### ASSIGNED TASK
Output all of the records word for word and drop the images.

Region pointing data:
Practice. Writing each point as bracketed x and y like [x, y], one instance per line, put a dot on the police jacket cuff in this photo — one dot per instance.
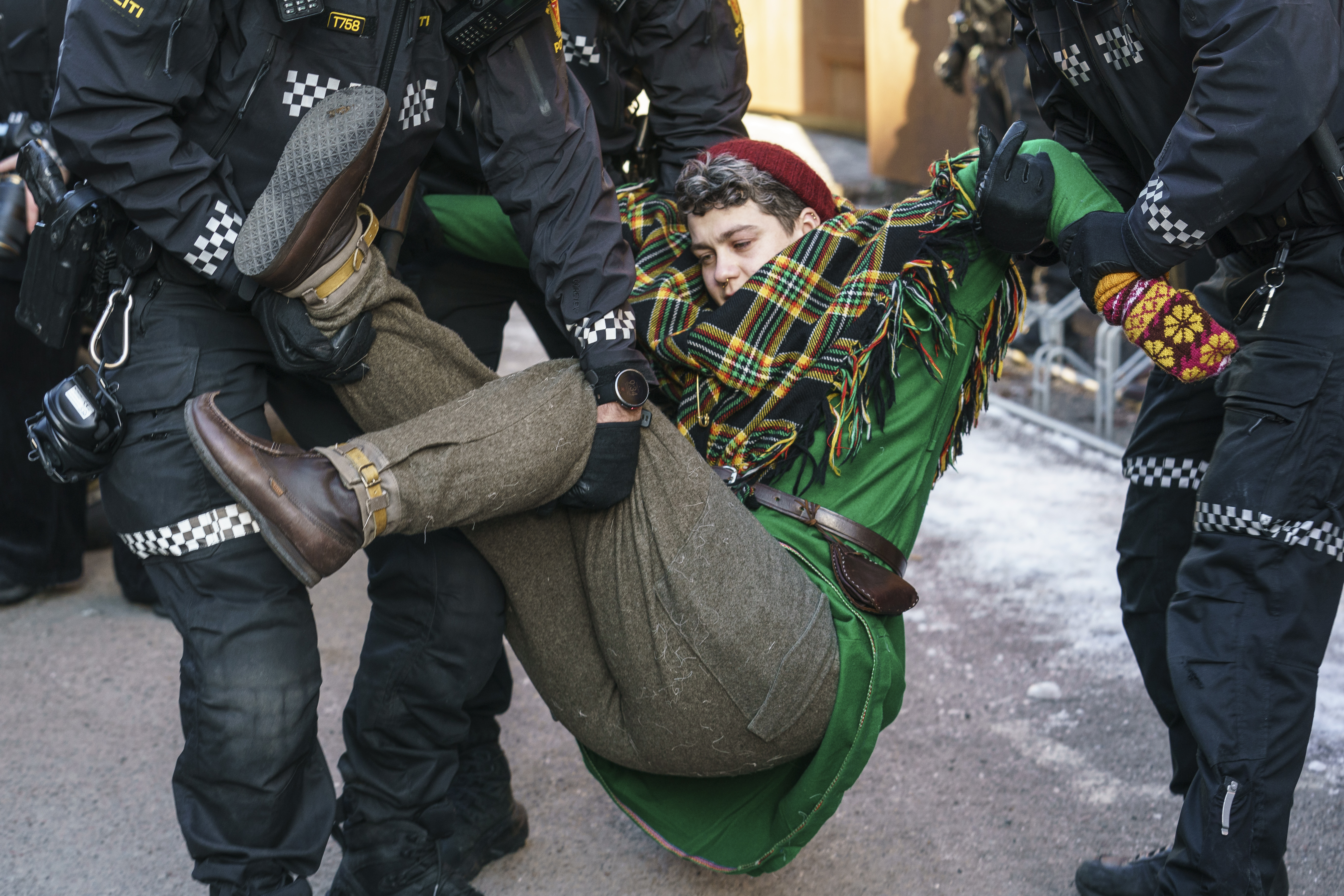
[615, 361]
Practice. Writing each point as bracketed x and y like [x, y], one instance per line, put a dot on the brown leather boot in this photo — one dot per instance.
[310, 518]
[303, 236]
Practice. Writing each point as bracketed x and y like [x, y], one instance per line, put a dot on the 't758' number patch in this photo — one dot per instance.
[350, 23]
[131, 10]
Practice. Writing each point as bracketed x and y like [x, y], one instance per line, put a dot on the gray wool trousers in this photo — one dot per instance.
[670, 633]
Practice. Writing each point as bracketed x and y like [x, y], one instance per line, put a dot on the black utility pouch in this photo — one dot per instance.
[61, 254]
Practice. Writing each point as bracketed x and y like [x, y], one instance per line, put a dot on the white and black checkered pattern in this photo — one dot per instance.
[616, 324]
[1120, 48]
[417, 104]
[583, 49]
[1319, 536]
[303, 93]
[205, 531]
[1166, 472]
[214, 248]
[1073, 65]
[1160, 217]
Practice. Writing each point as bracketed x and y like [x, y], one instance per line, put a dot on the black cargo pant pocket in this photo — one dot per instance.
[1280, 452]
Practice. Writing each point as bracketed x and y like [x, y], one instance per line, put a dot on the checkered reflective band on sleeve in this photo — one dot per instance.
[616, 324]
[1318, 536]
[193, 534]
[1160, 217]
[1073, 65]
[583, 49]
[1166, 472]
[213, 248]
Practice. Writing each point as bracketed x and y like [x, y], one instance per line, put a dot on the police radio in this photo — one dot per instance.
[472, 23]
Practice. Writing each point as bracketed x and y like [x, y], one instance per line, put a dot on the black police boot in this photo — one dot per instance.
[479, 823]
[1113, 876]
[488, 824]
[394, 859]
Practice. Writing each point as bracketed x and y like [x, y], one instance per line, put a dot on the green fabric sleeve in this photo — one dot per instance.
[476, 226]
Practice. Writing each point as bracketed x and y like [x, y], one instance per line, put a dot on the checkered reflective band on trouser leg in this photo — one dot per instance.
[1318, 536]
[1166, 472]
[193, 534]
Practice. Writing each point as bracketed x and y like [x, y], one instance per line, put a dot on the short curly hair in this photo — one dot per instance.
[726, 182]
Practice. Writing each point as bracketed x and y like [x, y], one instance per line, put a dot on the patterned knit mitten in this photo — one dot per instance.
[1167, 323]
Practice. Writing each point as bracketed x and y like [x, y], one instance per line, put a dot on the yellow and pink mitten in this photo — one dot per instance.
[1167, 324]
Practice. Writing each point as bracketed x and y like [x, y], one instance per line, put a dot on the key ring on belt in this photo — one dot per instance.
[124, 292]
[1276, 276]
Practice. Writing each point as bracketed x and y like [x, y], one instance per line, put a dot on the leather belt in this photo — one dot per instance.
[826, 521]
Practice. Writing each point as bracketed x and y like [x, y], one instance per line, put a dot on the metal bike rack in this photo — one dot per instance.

### RESULT OF THE TASK
Practice. Writing each point as bracketed x and y like [x, y], one instance per line, put a dot on the police jacket cuff in this photo — one dot per instance.
[615, 361]
Practice. Writing each point as bracketed x and y like [x, y], one instance per line, put a dot on the brown leather boot in this photo — one dot per instance.
[310, 518]
[303, 236]
Practice. Writing each point as bracketed x and y like [x, y], one instance per line, put a dot on the 't758' number patch in this photo — one dot per instance.
[350, 23]
[131, 10]
Practice. Writing each point as bracketed x and y like [x, y], one instance per line, put a dot on the gray wool trousers in this photo — one dot per instance.
[670, 633]
Practice. Writing each point as bracketed x and y like [x, y], one instance per line, put a dot on the black utility pouch in this photo — one dot per instance.
[61, 254]
Practice. Writing each point as bracketed x and y like [x, y], one instance per line, put a dot on the white and black checkered pattern in this photo — one dot per instance.
[616, 324]
[1120, 48]
[417, 104]
[583, 49]
[1319, 536]
[303, 93]
[205, 531]
[1166, 472]
[214, 248]
[1073, 65]
[1160, 217]
Practice. Writing each point as bracketed x and y like [x, y], one instance per line, put a dot on the black cargo pant pocket in this photo — one dot per instance.
[1280, 452]
Practice. Writing each point as bracketed x and y like [x, y], one instance per line, put a dot on the checkered reflective band on sleeve in this photo — one dot per instance.
[616, 324]
[1318, 536]
[193, 534]
[1160, 217]
[1073, 65]
[583, 49]
[1166, 472]
[213, 248]
Practice. Writing each point as bracketed x and y like [x, y], one instance per line, put a dot on the police radio in this photo — one dot per instance.
[472, 23]
Practice. Writing each point as bracketed x and y like [x, y], one instance per line, put a dot on the black police boot in this photo — one dot per instance.
[479, 823]
[1113, 876]
[488, 824]
[394, 859]
Practice. Writing each point as bracketed x and y like [x, y], one instance per line, put a dot on the green fabric sleeve in this photo — one dot per instance.
[476, 226]
Practice. Writing each point as bracketed x and y like [x, y], one instance per line, put a dot on the checkered reflective band on trouser leg in this photo — one dot per instance.
[1318, 536]
[1166, 472]
[193, 534]
Practice. Writing each point as bracketed x and y like [x, y], one instance per line, put a dot on the short curly hair in this photo — one dot per instance.
[726, 182]
Practice. Writing each point as bracketed x and y like [x, y], one instance per line, put a dot on the patterned knit mitten in this photo — one dot per instance.
[1167, 323]
Practice. Writing each point as bracketed x and y like [x, y], one instance per line, put a dot on the yellow and pink mitten in this photo — one dot per instance.
[1167, 324]
Practice. Writing each point as bracketed x and y like [x, y], one instance per line, put a dot on the key ring on belt in this photo — one dot per instance.
[124, 292]
[1276, 276]
Practice. Writing each point as bracketed x and y like [x, y], one instance per line, put a dot on the leather belt in this photo — one dot per instance.
[826, 521]
Practice. Writing each point as bracketed x and y like [x, y], one instance per line, put a dot on the metal bike rack in this photo — one dot per instance.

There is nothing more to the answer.